Could you copy every one of the rows below word for word, leaving out the pictures?

Collected data entries
╭──

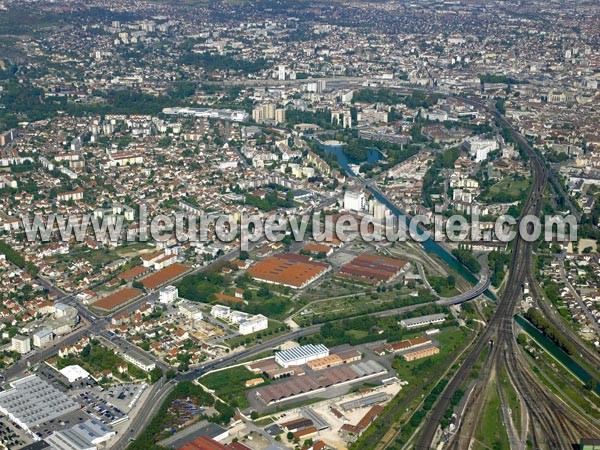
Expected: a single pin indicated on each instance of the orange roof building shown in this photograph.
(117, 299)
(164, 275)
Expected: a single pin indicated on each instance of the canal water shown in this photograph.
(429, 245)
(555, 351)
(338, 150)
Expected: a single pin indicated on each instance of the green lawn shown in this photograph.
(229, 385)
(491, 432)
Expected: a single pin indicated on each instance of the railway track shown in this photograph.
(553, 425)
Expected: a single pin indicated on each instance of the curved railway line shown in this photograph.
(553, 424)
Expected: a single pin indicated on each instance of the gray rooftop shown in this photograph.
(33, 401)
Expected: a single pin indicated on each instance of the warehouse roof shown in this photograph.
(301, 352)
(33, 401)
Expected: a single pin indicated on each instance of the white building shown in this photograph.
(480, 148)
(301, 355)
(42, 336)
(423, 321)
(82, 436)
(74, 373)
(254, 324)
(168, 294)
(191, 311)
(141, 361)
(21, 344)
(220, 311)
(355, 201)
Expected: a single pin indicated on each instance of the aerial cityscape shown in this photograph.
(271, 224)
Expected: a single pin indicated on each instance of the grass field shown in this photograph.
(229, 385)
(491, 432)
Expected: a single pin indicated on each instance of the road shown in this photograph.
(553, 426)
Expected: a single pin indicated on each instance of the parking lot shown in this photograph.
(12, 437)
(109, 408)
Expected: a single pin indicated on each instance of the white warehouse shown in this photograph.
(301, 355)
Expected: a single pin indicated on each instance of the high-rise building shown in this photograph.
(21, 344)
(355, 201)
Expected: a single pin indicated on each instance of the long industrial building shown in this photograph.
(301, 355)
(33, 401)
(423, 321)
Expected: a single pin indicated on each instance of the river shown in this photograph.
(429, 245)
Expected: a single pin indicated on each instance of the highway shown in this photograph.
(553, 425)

╰──

◆ Response for this exercise:
Expected: a single pin indicated on each instance of the orange roof building shown in this photograph.
(117, 299)
(164, 275)
Expected: a single pin indicated on each instance of the canal water shown in this photograph.
(429, 245)
(555, 351)
(338, 150)
Expected: a single pin indicated on each instance of the green lawn shown in this photograph.
(229, 385)
(491, 432)
Expected: a single pin indicated on each instance of the railway track shown in this photograph.
(553, 425)
Expected: a single pin indicated on each instance of the curved railway line shown in this photograph.
(553, 424)
Expected: a single pin indicated on each instance of the gray rooftop shown in this photograph.
(33, 401)
Expected: a single pin indicated on each instance of the warehouse roof shown in this photograph.
(301, 352)
(33, 401)
Expected: a single pin indicated on each instance of the white building shown in this photograph.
(480, 148)
(301, 355)
(42, 336)
(423, 321)
(82, 436)
(74, 373)
(254, 324)
(168, 294)
(191, 311)
(141, 361)
(21, 344)
(220, 311)
(355, 201)
Expected: a single pin indicated on each instance of the aerial cityscape shown in this photograph.
(271, 224)
Expected: a single pin indicated on each instance of the grass field shown in this photograph.
(229, 385)
(491, 432)
Expected: a single pin indicated on each instance of the road shown in this photograph.
(553, 426)
Expected: a single pin indicated on each instance of the parking lot shown in this photograph.
(12, 437)
(109, 408)
Expected: a single pin indicated on each instance of the white warehouse shown in this photograph.
(301, 355)
Expected: a single pin indicated on each instance of the high-rise building shown in this photograph.
(21, 344)
(355, 201)
Expected: a single pin indicated on each instance of the long industrial building shown in this photograph.
(301, 355)
(33, 401)
(423, 321)
Expected: a single pin indicated on each instance of the river shown in this photograph.
(429, 245)
Expected: a single pin indicated on each instance of the highway shown in this photograph.
(553, 425)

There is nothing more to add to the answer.